*DATA FOR REVIEW*.
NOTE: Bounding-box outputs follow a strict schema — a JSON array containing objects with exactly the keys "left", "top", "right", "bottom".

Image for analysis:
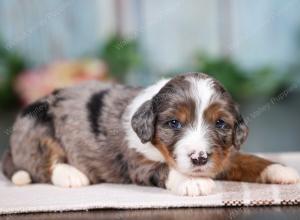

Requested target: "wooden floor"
[{"left": 1, "top": 206, "right": 300, "bottom": 220}]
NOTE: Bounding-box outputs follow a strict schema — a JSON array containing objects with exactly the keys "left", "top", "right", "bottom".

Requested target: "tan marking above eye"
[
  {"left": 204, "top": 102, "right": 235, "bottom": 126},
  {"left": 174, "top": 103, "right": 195, "bottom": 124}
]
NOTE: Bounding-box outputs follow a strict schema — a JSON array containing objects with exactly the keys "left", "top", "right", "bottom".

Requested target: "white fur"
[
  {"left": 174, "top": 77, "right": 216, "bottom": 173},
  {"left": 260, "top": 164, "right": 300, "bottom": 184},
  {"left": 166, "top": 168, "right": 215, "bottom": 196},
  {"left": 51, "top": 163, "right": 90, "bottom": 188},
  {"left": 11, "top": 170, "right": 32, "bottom": 186},
  {"left": 124, "top": 79, "right": 170, "bottom": 162}
]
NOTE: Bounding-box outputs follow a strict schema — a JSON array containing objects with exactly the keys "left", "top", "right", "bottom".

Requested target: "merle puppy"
[{"left": 2, "top": 73, "right": 299, "bottom": 196}]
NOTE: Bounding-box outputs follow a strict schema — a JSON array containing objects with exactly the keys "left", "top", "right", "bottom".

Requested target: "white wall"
[
  {"left": 0, "top": 0, "right": 115, "bottom": 65},
  {"left": 0, "top": 0, "right": 299, "bottom": 73}
]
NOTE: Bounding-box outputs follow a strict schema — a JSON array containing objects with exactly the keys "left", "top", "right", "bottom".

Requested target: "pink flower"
[{"left": 15, "top": 59, "right": 108, "bottom": 105}]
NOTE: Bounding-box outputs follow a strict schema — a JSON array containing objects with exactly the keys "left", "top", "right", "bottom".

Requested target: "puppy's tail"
[{"left": 2, "top": 149, "right": 32, "bottom": 186}]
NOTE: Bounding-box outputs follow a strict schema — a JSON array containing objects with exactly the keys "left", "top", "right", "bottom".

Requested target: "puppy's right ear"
[{"left": 131, "top": 100, "right": 156, "bottom": 143}]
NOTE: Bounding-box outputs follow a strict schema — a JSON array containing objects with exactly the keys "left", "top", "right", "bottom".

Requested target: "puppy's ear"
[
  {"left": 233, "top": 113, "right": 248, "bottom": 150},
  {"left": 232, "top": 104, "right": 248, "bottom": 149},
  {"left": 131, "top": 100, "right": 156, "bottom": 143}
]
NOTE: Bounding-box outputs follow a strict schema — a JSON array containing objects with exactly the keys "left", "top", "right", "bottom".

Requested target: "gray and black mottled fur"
[{"left": 2, "top": 81, "right": 168, "bottom": 187}]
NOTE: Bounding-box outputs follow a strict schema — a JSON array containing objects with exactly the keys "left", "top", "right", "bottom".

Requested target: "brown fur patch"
[
  {"left": 217, "top": 153, "right": 274, "bottom": 182},
  {"left": 208, "top": 147, "right": 232, "bottom": 177},
  {"left": 152, "top": 136, "right": 177, "bottom": 168},
  {"left": 38, "top": 138, "right": 66, "bottom": 181},
  {"left": 174, "top": 101, "right": 195, "bottom": 124}
]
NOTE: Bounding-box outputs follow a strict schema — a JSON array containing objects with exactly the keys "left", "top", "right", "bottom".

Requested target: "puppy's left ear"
[
  {"left": 233, "top": 111, "right": 249, "bottom": 150},
  {"left": 131, "top": 100, "right": 156, "bottom": 143}
]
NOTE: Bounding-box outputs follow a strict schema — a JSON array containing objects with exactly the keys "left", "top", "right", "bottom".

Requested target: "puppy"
[{"left": 2, "top": 73, "right": 299, "bottom": 196}]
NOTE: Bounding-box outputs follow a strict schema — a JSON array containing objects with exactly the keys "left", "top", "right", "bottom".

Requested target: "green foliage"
[
  {"left": 98, "top": 36, "right": 142, "bottom": 82},
  {"left": 194, "top": 53, "right": 289, "bottom": 101},
  {"left": 0, "top": 39, "right": 27, "bottom": 109}
]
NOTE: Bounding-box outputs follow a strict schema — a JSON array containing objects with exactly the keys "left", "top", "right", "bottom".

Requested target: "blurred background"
[{"left": 0, "top": 0, "right": 300, "bottom": 155}]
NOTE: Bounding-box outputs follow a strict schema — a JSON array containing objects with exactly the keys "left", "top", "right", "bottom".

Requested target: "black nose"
[{"left": 191, "top": 152, "right": 208, "bottom": 166}]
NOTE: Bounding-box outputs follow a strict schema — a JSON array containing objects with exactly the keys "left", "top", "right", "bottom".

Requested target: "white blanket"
[{"left": 1, "top": 152, "right": 300, "bottom": 215}]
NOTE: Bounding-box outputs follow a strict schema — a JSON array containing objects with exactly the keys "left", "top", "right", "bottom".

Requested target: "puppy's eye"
[
  {"left": 215, "top": 119, "right": 227, "bottom": 129},
  {"left": 168, "top": 120, "right": 182, "bottom": 129}
]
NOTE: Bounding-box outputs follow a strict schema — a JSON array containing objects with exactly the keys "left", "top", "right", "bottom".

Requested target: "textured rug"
[{"left": 0, "top": 152, "right": 300, "bottom": 215}]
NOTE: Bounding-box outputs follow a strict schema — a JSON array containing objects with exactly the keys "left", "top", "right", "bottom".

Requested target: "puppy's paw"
[
  {"left": 260, "top": 164, "right": 300, "bottom": 184},
  {"left": 11, "top": 170, "right": 32, "bottom": 186},
  {"left": 175, "top": 178, "right": 215, "bottom": 196},
  {"left": 165, "top": 169, "right": 215, "bottom": 196},
  {"left": 51, "top": 163, "right": 90, "bottom": 188}
]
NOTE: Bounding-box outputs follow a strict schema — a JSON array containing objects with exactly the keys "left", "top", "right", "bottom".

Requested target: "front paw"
[
  {"left": 260, "top": 164, "right": 300, "bottom": 184},
  {"left": 165, "top": 169, "right": 215, "bottom": 196},
  {"left": 174, "top": 178, "right": 215, "bottom": 196}
]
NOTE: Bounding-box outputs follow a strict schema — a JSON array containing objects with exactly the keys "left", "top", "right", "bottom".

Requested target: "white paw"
[
  {"left": 11, "top": 170, "right": 32, "bottom": 186},
  {"left": 260, "top": 164, "right": 300, "bottom": 184},
  {"left": 165, "top": 169, "right": 215, "bottom": 196},
  {"left": 175, "top": 178, "right": 215, "bottom": 196},
  {"left": 51, "top": 163, "right": 90, "bottom": 188}
]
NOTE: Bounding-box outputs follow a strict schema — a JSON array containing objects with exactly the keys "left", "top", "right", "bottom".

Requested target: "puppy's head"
[{"left": 131, "top": 73, "right": 248, "bottom": 177}]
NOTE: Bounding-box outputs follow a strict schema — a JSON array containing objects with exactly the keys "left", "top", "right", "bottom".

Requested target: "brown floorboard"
[{"left": 1, "top": 206, "right": 300, "bottom": 220}]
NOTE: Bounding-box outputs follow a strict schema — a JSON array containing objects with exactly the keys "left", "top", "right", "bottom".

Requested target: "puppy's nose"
[{"left": 190, "top": 151, "right": 208, "bottom": 166}]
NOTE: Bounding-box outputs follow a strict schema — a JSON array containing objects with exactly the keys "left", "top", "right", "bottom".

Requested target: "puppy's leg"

*TASK PROMPT*. Leaving the pictures aside, write out the entries above exactly.

*ANSWER BELOW*.
NOTE: Bounding-box outputs follow a strict schema — a JSON array containing objects with exactly the keys "left", "top", "right", "bottom".

Image for analysis:

Requested target: "wooden floor"
[{"left": 1, "top": 206, "right": 300, "bottom": 220}]
NOTE: Bounding-box outputs follow a strict schema — a JSON array containing objects with exactly the keys "left", "top", "right", "bottom".

Requested target: "tan marking above eye"
[
  {"left": 204, "top": 102, "right": 235, "bottom": 126},
  {"left": 174, "top": 103, "right": 195, "bottom": 124}
]
NOTE: Bounding-box outputs follow a strict schema — a JSON array containing objects with exactly the keys "left", "top", "right", "bottom".

Requested target: "white fur"
[
  {"left": 174, "top": 77, "right": 216, "bottom": 173},
  {"left": 260, "top": 164, "right": 300, "bottom": 184},
  {"left": 166, "top": 168, "right": 215, "bottom": 196},
  {"left": 51, "top": 163, "right": 90, "bottom": 188},
  {"left": 11, "top": 170, "right": 32, "bottom": 186},
  {"left": 124, "top": 79, "right": 170, "bottom": 162}
]
NOTE: Bounding-box outputs follow a strict schema — a JSON array containing objects with exactly the keys "left", "top", "right", "bottom".

Requested target: "merle puppy"
[{"left": 2, "top": 73, "right": 299, "bottom": 196}]
NOTE: Bounding-box outputs follow a strict schema — a JSON array containing objects with exactly the keys "left", "top", "right", "bottom".

Requested target: "white wall"
[
  {"left": 0, "top": 0, "right": 115, "bottom": 65},
  {"left": 0, "top": 0, "right": 299, "bottom": 73}
]
NOTE: Bounding-box outputs follow a strict schema — a JSON array containing objects with exactly the keys "left", "top", "right", "bottom".

Requested target: "pink flower"
[{"left": 15, "top": 59, "right": 108, "bottom": 105}]
NOTE: Bounding-box outputs follow a strict schema — a JSON array containing objects with exactly the keys "left", "top", "right", "bottom".

Requested target: "puppy's tail"
[{"left": 2, "top": 149, "right": 32, "bottom": 186}]
NOTE: Bounding-box outputs follow a strict schema — a JSON array containing objects with exactly the keys "left", "top", "right", "bottom".

Requested target: "puppy's right ear"
[{"left": 131, "top": 100, "right": 156, "bottom": 143}]
NOTE: Bounding-box outputs follow a strict schema — a JSON array containing objects with exactly the keys "left", "top", "right", "bottom".

Requested target: "puppy's ear"
[
  {"left": 233, "top": 113, "right": 248, "bottom": 150},
  {"left": 232, "top": 104, "right": 248, "bottom": 149},
  {"left": 131, "top": 100, "right": 156, "bottom": 143}
]
NOTE: Bounding-box outputs follow a strict schema — a JSON array containing objects with exactly the keys "left", "top", "right", "bottom".

Requested target: "gray and black mottled fur"
[{"left": 2, "top": 81, "right": 168, "bottom": 187}]
NOTE: Bounding-box outputs follow a strict schema — a JSON array containing objects with exactly the keys "left", "top", "right", "bottom".

Requested target: "brown fur patch"
[
  {"left": 217, "top": 153, "right": 274, "bottom": 182},
  {"left": 208, "top": 147, "right": 232, "bottom": 177},
  {"left": 152, "top": 136, "right": 177, "bottom": 168},
  {"left": 38, "top": 138, "right": 66, "bottom": 181},
  {"left": 174, "top": 101, "right": 195, "bottom": 124}
]
NOTE: Bounding-box outputs follow a strict schema — a JSON array containing objects with exactly the keys "left", "top", "right", "bottom".

Requested target: "puppy's left ear"
[
  {"left": 233, "top": 111, "right": 249, "bottom": 150},
  {"left": 131, "top": 100, "right": 156, "bottom": 143}
]
NOTE: Bounding-box outputs follow a strict schema — a JSON array containing objects with exactly the keys "left", "top", "right", "bottom".

Requested target: "puppy"
[{"left": 2, "top": 73, "right": 299, "bottom": 196}]
NOTE: Bounding-box outputs follow a strict schema — a JSON array containing objects with exactly the keys "left", "top", "right", "bottom".

Requested target: "green foliage"
[
  {"left": 98, "top": 36, "right": 142, "bottom": 82},
  {"left": 194, "top": 53, "right": 289, "bottom": 101},
  {"left": 0, "top": 39, "right": 27, "bottom": 109}
]
NOTE: Bounding-box outputs follow a strict schema — a JSON array containing objects with exactly the keys "left", "top", "right", "bottom".

Requested target: "blurred background"
[{"left": 0, "top": 0, "right": 300, "bottom": 155}]
NOTE: Bounding-box outputs follow a strict schema — a JSON array containing objects with exactly the keys "left", "top", "right", "bottom".

Requested target: "black nose"
[{"left": 191, "top": 152, "right": 208, "bottom": 166}]
NOTE: Bounding-box outputs follow a strict schema — a JSON array containing objects with exactly the keys "left", "top", "right", "bottom".

Requested target: "white blanket"
[{"left": 1, "top": 152, "right": 300, "bottom": 215}]
NOTE: Bounding-box outputs follow a strict schema — a JSON array containing objects with exactly the keys "left", "top", "right", "bottom".

Requested target: "puppy's eye"
[
  {"left": 215, "top": 119, "right": 227, "bottom": 129},
  {"left": 168, "top": 120, "right": 182, "bottom": 129}
]
NOTE: Bounding-box outputs follow a strict schema — a JSON array containing objects with exactly the keys "left", "top", "right", "bottom".

Requested target: "textured rug"
[{"left": 0, "top": 152, "right": 300, "bottom": 215}]
NOTE: Bounding-box outputs follow a strict schema — a JSON array containing objects with exactly the keys "left", "top", "right", "bottom".

Requested target: "puppy's paw"
[
  {"left": 260, "top": 164, "right": 300, "bottom": 184},
  {"left": 11, "top": 170, "right": 32, "bottom": 186},
  {"left": 175, "top": 178, "right": 215, "bottom": 196},
  {"left": 165, "top": 169, "right": 215, "bottom": 196},
  {"left": 51, "top": 163, "right": 90, "bottom": 188}
]
NOTE: Bounding-box outputs follow a strict schema — a JSON array containing objects with exactly the keys "left", "top", "right", "bottom".

Requested target: "front paw"
[
  {"left": 260, "top": 164, "right": 300, "bottom": 184},
  {"left": 165, "top": 169, "right": 215, "bottom": 196},
  {"left": 174, "top": 178, "right": 215, "bottom": 196}
]
NOTE: Bounding-box outputs follow a strict schema — a JSON array containing objects with exactly the keys "left", "top", "right", "bottom".

Requested target: "white paw"
[
  {"left": 11, "top": 170, "right": 32, "bottom": 186},
  {"left": 260, "top": 164, "right": 300, "bottom": 184},
  {"left": 165, "top": 169, "right": 215, "bottom": 196},
  {"left": 175, "top": 178, "right": 215, "bottom": 196},
  {"left": 51, "top": 163, "right": 90, "bottom": 188}
]
NOTE: Bounding-box outputs follow a strict schema — a JSON array containing objects with exactly the keys "left", "top", "right", "bottom".

Requested target: "puppy's head"
[{"left": 131, "top": 73, "right": 248, "bottom": 177}]
NOTE: Bounding-box outputs follow a strict schema — a JSON array containing objects with exactly the keys "left", "top", "right", "bottom".

Requested target: "brown floorboard"
[{"left": 1, "top": 206, "right": 300, "bottom": 220}]
NOTE: Bounding-box outputs follow a strict schema — a JSON array containing objects with exactly the keys "left", "top", "right", "bottom".

Requested target: "puppy's nose"
[{"left": 190, "top": 151, "right": 208, "bottom": 166}]
NOTE: Bounding-box outputs follow a strict schema — a JSON array containing objects with exactly the keys "left", "top", "right", "bottom".

Requested target: "puppy's leg"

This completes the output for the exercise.